• [What is expected]:
Scan the records for lines with the string "blue". Say how many there are, and add nothing.

• [Input data]:
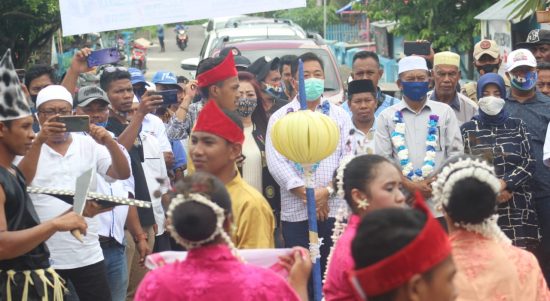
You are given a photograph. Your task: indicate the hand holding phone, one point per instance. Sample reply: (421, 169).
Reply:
(169, 97)
(103, 57)
(418, 48)
(75, 123)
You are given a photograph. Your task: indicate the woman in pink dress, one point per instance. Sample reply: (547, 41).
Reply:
(200, 218)
(367, 183)
(489, 266)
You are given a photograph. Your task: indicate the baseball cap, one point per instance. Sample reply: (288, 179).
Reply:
(241, 62)
(53, 92)
(137, 76)
(535, 37)
(262, 66)
(520, 57)
(165, 78)
(489, 47)
(88, 94)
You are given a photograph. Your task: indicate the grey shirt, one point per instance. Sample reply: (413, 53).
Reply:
(449, 138)
(463, 107)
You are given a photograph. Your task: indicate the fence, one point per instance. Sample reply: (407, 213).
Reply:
(343, 32)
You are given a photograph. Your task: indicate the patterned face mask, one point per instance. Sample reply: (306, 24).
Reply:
(245, 106)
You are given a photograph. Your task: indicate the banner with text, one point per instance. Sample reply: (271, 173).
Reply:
(85, 16)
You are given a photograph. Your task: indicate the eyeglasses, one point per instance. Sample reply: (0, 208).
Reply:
(48, 113)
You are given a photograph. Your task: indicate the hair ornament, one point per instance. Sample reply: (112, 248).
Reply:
(220, 218)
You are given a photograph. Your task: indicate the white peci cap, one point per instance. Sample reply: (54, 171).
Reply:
(53, 92)
(520, 57)
(413, 62)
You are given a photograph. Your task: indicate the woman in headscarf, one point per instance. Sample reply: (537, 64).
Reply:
(505, 143)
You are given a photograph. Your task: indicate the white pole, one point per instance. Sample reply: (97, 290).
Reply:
(325, 19)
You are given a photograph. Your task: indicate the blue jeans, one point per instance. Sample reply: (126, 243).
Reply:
(117, 269)
(542, 206)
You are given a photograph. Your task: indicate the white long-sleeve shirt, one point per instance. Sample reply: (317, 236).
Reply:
(285, 172)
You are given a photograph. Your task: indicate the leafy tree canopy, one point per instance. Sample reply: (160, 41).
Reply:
(27, 25)
(448, 24)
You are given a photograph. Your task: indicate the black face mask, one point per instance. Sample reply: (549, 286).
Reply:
(429, 64)
(139, 92)
(491, 68)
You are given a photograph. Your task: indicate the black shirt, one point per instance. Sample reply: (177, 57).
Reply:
(535, 113)
(141, 190)
(21, 215)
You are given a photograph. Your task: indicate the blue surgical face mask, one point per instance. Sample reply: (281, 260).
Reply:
(526, 83)
(314, 88)
(415, 91)
(275, 91)
(102, 124)
(139, 92)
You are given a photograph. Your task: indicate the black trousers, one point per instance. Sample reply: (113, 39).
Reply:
(90, 282)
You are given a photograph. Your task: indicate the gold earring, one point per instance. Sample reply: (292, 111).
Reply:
(363, 204)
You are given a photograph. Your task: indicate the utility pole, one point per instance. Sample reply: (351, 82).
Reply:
(324, 19)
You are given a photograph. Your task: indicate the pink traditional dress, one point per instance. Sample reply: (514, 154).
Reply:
(491, 270)
(213, 273)
(337, 286)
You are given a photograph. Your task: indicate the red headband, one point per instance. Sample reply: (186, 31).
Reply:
(223, 71)
(214, 121)
(429, 248)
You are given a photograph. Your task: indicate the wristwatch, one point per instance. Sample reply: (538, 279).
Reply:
(330, 191)
(140, 237)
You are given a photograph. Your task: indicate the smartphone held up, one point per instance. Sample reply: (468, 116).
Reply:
(75, 123)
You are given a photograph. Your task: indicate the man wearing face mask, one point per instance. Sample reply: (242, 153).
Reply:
(289, 177)
(254, 168)
(486, 60)
(419, 134)
(533, 107)
(285, 68)
(93, 101)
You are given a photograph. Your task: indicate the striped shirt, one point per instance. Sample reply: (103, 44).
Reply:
(293, 209)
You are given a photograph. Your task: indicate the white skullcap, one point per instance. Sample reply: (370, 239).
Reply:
(413, 62)
(53, 92)
(447, 58)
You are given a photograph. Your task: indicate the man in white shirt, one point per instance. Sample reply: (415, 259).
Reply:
(293, 192)
(55, 161)
(93, 101)
(417, 133)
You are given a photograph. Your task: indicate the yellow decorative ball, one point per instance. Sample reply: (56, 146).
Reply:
(305, 137)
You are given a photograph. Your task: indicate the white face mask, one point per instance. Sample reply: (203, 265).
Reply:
(491, 105)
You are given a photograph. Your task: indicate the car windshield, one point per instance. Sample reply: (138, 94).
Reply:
(331, 75)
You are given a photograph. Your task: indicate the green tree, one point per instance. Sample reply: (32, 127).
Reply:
(310, 17)
(448, 24)
(27, 25)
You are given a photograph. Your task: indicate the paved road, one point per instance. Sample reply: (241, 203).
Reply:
(170, 60)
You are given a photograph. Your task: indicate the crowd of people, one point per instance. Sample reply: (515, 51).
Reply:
(443, 194)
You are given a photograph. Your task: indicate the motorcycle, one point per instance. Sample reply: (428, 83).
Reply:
(181, 38)
(138, 58)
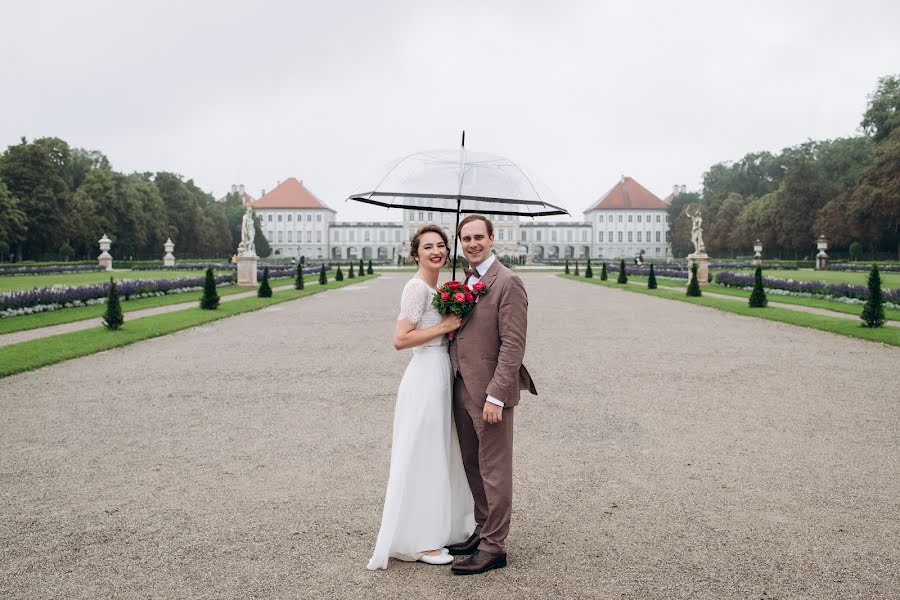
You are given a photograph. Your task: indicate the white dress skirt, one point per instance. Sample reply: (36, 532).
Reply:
(428, 504)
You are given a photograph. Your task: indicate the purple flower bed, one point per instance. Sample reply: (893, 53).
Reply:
(49, 269)
(59, 295)
(863, 268)
(813, 288)
(645, 270)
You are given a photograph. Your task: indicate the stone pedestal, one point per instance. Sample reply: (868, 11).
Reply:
(247, 270)
(169, 258)
(702, 260)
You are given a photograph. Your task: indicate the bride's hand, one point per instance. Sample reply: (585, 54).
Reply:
(450, 322)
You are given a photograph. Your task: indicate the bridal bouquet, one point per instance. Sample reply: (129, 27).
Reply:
(457, 297)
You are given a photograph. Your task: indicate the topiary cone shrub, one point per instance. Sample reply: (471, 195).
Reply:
(758, 295)
(298, 278)
(873, 311)
(265, 290)
(113, 317)
(210, 298)
(694, 285)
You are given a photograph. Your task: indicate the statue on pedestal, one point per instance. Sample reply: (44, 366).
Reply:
(247, 247)
(693, 212)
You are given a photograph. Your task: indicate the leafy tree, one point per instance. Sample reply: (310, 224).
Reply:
(298, 278)
(113, 318)
(694, 285)
(265, 290)
(758, 295)
(883, 113)
(873, 310)
(210, 298)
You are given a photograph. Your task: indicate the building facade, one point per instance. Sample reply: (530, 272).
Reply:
(626, 221)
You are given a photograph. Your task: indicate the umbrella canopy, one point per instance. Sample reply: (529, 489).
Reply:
(460, 182)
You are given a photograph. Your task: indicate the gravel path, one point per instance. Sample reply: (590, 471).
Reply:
(674, 451)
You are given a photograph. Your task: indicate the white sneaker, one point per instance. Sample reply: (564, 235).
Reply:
(444, 558)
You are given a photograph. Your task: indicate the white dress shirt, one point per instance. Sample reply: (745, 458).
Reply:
(472, 280)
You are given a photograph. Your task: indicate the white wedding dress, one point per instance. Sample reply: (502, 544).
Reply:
(428, 504)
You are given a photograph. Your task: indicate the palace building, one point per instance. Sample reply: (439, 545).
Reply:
(626, 221)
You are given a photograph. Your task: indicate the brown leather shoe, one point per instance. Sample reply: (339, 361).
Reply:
(467, 547)
(479, 562)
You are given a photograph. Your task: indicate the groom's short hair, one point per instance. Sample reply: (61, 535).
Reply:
(474, 217)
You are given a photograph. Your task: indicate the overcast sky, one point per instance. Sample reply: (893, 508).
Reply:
(328, 92)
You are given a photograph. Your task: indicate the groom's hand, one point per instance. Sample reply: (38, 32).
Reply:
(492, 413)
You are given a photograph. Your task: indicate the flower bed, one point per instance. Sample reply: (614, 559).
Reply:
(807, 289)
(25, 302)
(45, 269)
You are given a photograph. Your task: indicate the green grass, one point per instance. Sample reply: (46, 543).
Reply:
(33, 354)
(848, 309)
(888, 280)
(26, 282)
(838, 325)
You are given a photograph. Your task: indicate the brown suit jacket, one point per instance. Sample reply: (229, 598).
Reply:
(489, 345)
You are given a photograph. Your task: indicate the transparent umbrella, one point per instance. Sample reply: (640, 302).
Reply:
(459, 182)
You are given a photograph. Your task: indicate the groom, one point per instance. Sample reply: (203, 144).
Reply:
(486, 356)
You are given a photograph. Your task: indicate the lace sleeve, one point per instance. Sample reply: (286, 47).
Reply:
(415, 299)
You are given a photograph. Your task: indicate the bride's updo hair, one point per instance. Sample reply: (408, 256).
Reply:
(414, 240)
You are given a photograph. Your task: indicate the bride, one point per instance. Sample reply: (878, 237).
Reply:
(428, 504)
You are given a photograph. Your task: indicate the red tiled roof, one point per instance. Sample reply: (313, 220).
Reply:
(290, 193)
(628, 194)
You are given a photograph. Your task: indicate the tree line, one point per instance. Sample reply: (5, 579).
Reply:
(56, 202)
(847, 189)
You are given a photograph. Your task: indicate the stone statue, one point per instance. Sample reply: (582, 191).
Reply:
(696, 229)
(248, 234)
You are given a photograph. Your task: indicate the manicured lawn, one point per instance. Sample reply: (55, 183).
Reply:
(840, 326)
(888, 280)
(849, 309)
(26, 282)
(70, 315)
(25, 356)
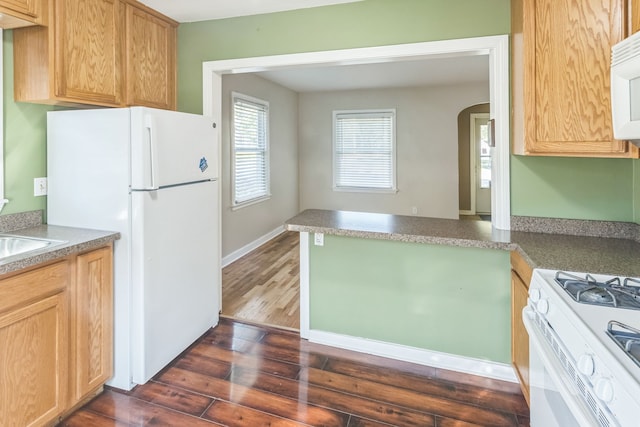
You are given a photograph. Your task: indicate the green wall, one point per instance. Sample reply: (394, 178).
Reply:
(443, 298)
(599, 189)
(636, 191)
(537, 183)
(553, 187)
(360, 24)
(25, 131)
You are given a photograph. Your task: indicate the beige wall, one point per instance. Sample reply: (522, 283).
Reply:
(464, 135)
(426, 141)
(243, 226)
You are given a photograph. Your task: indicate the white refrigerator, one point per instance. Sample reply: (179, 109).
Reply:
(151, 175)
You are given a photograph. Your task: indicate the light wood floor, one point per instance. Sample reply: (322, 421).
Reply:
(264, 285)
(241, 375)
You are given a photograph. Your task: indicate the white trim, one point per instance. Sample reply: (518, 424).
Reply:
(472, 163)
(473, 167)
(497, 47)
(304, 285)
(436, 359)
(500, 112)
(267, 195)
(386, 112)
(237, 254)
(3, 201)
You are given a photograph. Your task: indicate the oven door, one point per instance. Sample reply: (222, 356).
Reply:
(554, 396)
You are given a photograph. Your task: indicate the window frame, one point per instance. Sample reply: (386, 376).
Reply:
(267, 151)
(380, 111)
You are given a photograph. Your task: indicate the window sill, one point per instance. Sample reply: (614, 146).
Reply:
(366, 190)
(251, 202)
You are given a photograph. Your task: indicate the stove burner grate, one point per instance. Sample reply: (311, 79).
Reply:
(610, 293)
(628, 339)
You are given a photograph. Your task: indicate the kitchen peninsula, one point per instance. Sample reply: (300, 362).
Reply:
(427, 289)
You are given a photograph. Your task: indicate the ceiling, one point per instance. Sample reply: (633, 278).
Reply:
(405, 73)
(204, 10)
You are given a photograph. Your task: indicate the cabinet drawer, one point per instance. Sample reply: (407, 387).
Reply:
(25, 287)
(522, 268)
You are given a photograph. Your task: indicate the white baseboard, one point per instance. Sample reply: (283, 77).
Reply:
(237, 254)
(468, 365)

• [Task answer]:
2